# Your instructions
Do not include the pictures; repeat the rest of the data exactly.

*** Opening of Exercise inputs ***

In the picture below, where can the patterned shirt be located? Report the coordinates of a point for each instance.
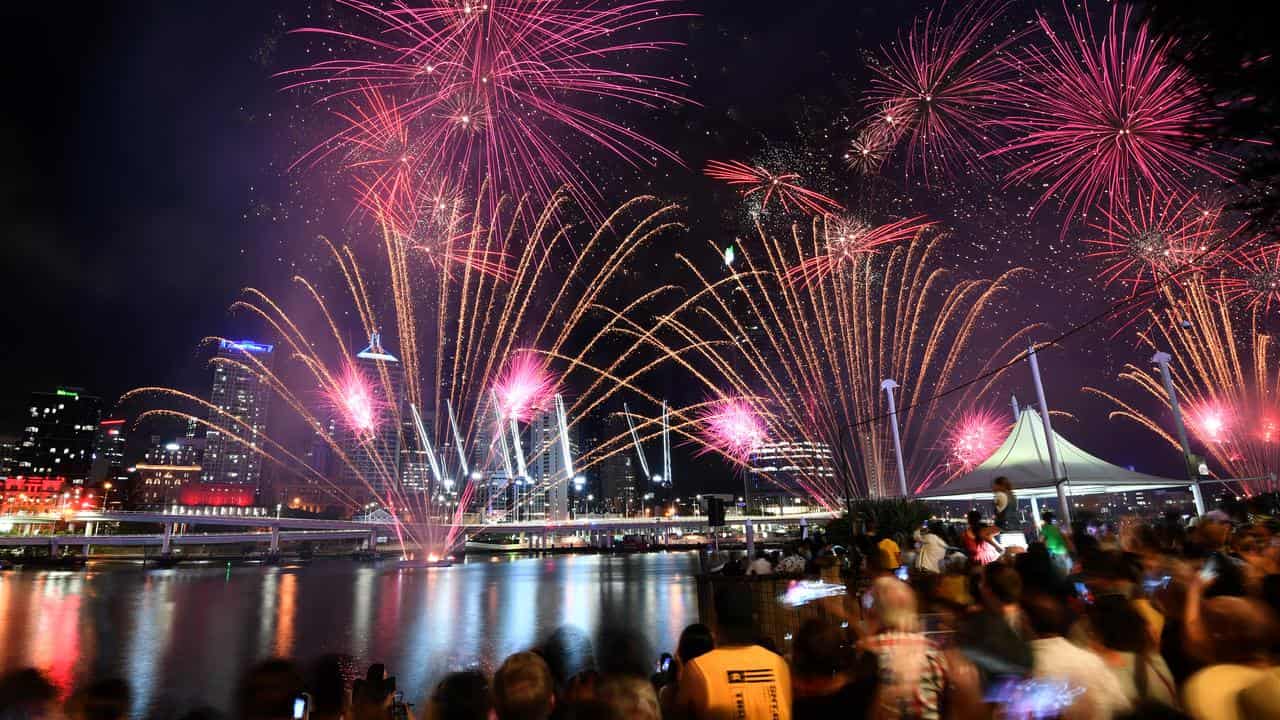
(912, 675)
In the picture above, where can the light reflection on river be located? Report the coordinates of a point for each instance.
(182, 637)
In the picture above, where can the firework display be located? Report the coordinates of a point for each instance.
(492, 90)
(938, 87)
(809, 358)
(1225, 374)
(478, 146)
(1102, 114)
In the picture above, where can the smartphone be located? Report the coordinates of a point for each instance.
(301, 706)
(1082, 592)
(1208, 573)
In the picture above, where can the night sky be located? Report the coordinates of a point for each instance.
(146, 182)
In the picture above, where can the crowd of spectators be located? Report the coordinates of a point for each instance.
(1124, 619)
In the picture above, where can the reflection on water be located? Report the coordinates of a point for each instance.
(181, 637)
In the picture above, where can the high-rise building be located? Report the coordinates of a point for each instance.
(548, 469)
(490, 463)
(242, 400)
(618, 484)
(790, 466)
(10, 451)
(58, 437)
(374, 451)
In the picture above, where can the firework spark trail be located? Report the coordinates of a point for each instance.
(1252, 277)
(734, 428)
(1104, 115)
(785, 187)
(1225, 376)
(1157, 238)
(496, 89)
(849, 238)
(940, 87)
(817, 352)
(467, 331)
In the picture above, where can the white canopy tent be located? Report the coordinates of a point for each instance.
(1024, 460)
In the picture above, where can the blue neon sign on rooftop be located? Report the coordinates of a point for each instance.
(245, 346)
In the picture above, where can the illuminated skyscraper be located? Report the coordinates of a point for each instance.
(242, 397)
(375, 454)
(58, 434)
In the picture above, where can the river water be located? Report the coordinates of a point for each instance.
(181, 637)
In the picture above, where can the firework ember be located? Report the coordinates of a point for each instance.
(767, 186)
(496, 90)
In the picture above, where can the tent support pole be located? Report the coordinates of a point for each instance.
(1162, 360)
(1055, 466)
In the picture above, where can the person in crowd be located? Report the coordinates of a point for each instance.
(567, 652)
(460, 696)
(1230, 636)
(888, 555)
(104, 700)
(1078, 670)
(910, 673)
(792, 563)
(978, 540)
(27, 695)
(328, 688)
(997, 638)
(1059, 548)
(626, 697)
(739, 678)
(694, 642)
(822, 680)
(760, 565)
(1119, 636)
(933, 548)
(268, 691)
(1005, 502)
(1221, 570)
(522, 688)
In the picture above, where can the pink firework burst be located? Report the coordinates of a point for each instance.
(496, 90)
(1152, 241)
(1211, 423)
(848, 238)
(940, 87)
(869, 149)
(524, 387)
(785, 187)
(1252, 277)
(356, 402)
(732, 428)
(1104, 115)
(974, 437)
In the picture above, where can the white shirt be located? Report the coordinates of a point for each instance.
(1084, 671)
(932, 551)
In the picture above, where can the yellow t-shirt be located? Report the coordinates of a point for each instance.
(890, 555)
(743, 682)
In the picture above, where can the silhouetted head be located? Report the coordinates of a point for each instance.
(819, 650)
(460, 696)
(522, 688)
(268, 689)
(694, 639)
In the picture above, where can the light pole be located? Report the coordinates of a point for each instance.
(888, 386)
(1162, 360)
(1059, 478)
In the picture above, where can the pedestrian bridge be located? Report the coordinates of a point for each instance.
(176, 529)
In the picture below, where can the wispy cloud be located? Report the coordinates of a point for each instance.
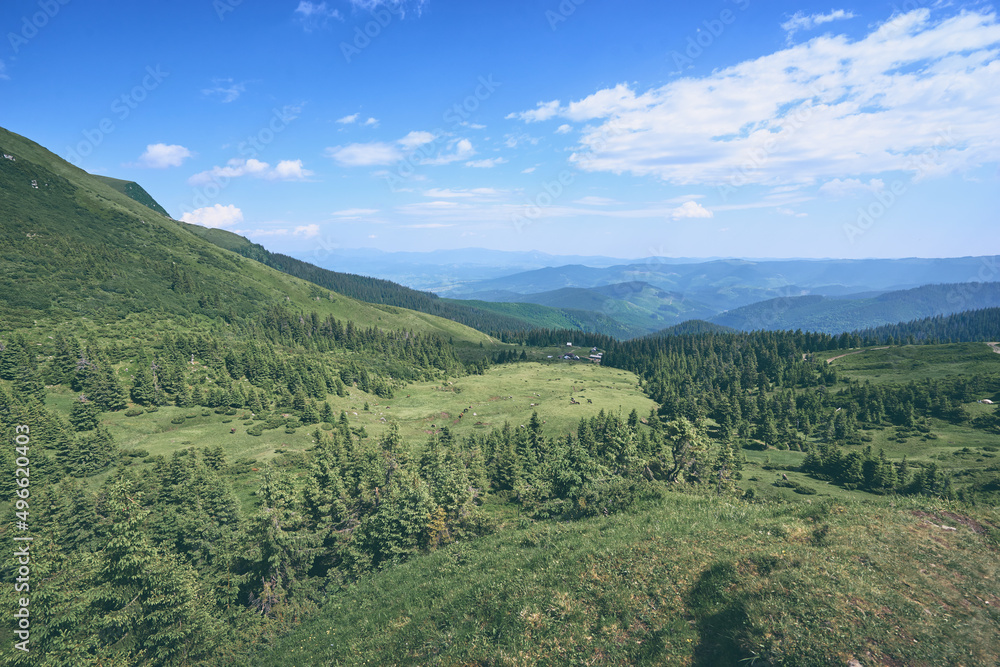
(217, 216)
(314, 15)
(286, 170)
(355, 213)
(398, 6)
(227, 90)
(378, 153)
(690, 209)
(826, 109)
(802, 21)
(487, 163)
(851, 186)
(161, 156)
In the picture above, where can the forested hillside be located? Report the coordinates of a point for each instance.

*** Close of Exercise inputs ***

# Expected answer
In the picture below, where can the patterned shirt be located? Report the coordinates of a point for each instance.
(912, 675)
In the picture above, where can the light reflection on river be located? Report the coordinates of a point for each instance.
(182, 637)
In the picture above, where can the firework display be located? Report the coordinates of a point for each instance.
(492, 90)
(938, 87)
(809, 358)
(1225, 374)
(478, 146)
(1102, 114)
In the picture above, where can the smartphone be located? Report the coordinates of a point for each instance.
(301, 706)
(1082, 592)
(1208, 573)
In the picture above, where can the night sky be located? Report the coordinates of a point for each instance.
(146, 182)
In the picture above, where can the crowd of spectators be located? Report the coordinates of a point for each instance.
(1124, 619)
In the picture above, where can the reflection on water be located? Report the coordinates of a point for each instance.
(181, 637)
In the picture above, where can the high-rise building be located? Report the coordinates of a point for each instance.
(548, 469)
(490, 463)
(242, 400)
(618, 484)
(790, 466)
(10, 451)
(58, 437)
(374, 451)
In the picture above, where can the firework spark trail be located? Report the coordinates of a point for each instance.
(1252, 277)
(734, 428)
(1104, 115)
(785, 187)
(1225, 376)
(1157, 238)
(496, 89)
(849, 238)
(940, 87)
(817, 352)
(467, 331)
In the picture above, where can the white canopy tent be located? Report the coordinates of a point for each instance.
(1024, 460)
In the picture above, where can the blue neon sign on rooftop be located? Report the coordinates of a point for each instance.
(245, 346)
In the picture above, where can the illuminated skyscraper be located? Report the coordinates of a point for each instance.
(242, 397)
(375, 454)
(58, 434)
In the picture above, where can the river water be located? Report the coordinates of a point for each instance.
(181, 637)
In the picture above, where can the firework ember be located? Report the coordinates of a point for each instance.
(767, 186)
(496, 90)
In the picture above, where can the tent support pole be located? Report the coordinates of a point for each instance.
(1162, 360)
(1055, 466)
In the picture above, where can the person in crowd be located? Report the coordinates of a point for each instance.
(567, 652)
(460, 696)
(1230, 636)
(888, 555)
(104, 700)
(1078, 670)
(910, 673)
(792, 563)
(978, 540)
(27, 695)
(328, 688)
(997, 638)
(1059, 548)
(626, 697)
(739, 678)
(694, 642)
(822, 680)
(760, 565)
(1119, 636)
(933, 548)
(268, 691)
(1005, 502)
(1221, 570)
(522, 688)
In the picture above, where can the pink firework burst be located? Report the coordinates of a point for each instance.
(496, 90)
(1152, 241)
(1211, 423)
(848, 238)
(940, 87)
(869, 149)
(524, 387)
(785, 187)
(1252, 277)
(356, 402)
(732, 428)
(1104, 115)
(974, 437)
In the picture above, where can the white shirt be located? Report the coordinates of a point for each instance.
(1084, 671)
(932, 551)
In the picture above, where can the yellow t-shirt be located? Report the coordinates of a point for each instance.
(890, 555)
(743, 682)
In the picture above, where can the silhouetted head be located? Report the coordinates of a point for each instance.
(819, 650)
(460, 696)
(522, 688)
(268, 689)
(694, 639)
In the picture above, where can the light pole be located? Report the coordinates of a point for each instance.
(888, 386)
(1162, 360)
(1059, 478)
In the picture above, where can the pedestrian bridge be located? Report the coordinates of a point for each instance.
(176, 529)
In the picture below, where can the wispy cloud be located? Report the coordinates of a point for each instance.
(217, 216)
(314, 15)
(286, 170)
(355, 213)
(398, 6)
(227, 90)
(378, 153)
(690, 209)
(826, 109)
(802, 21)
(487, 163)
(851, 186)
(161, 156)
In the picture above, where can the forested hillside be located? Report the coordinates of a point for each instance.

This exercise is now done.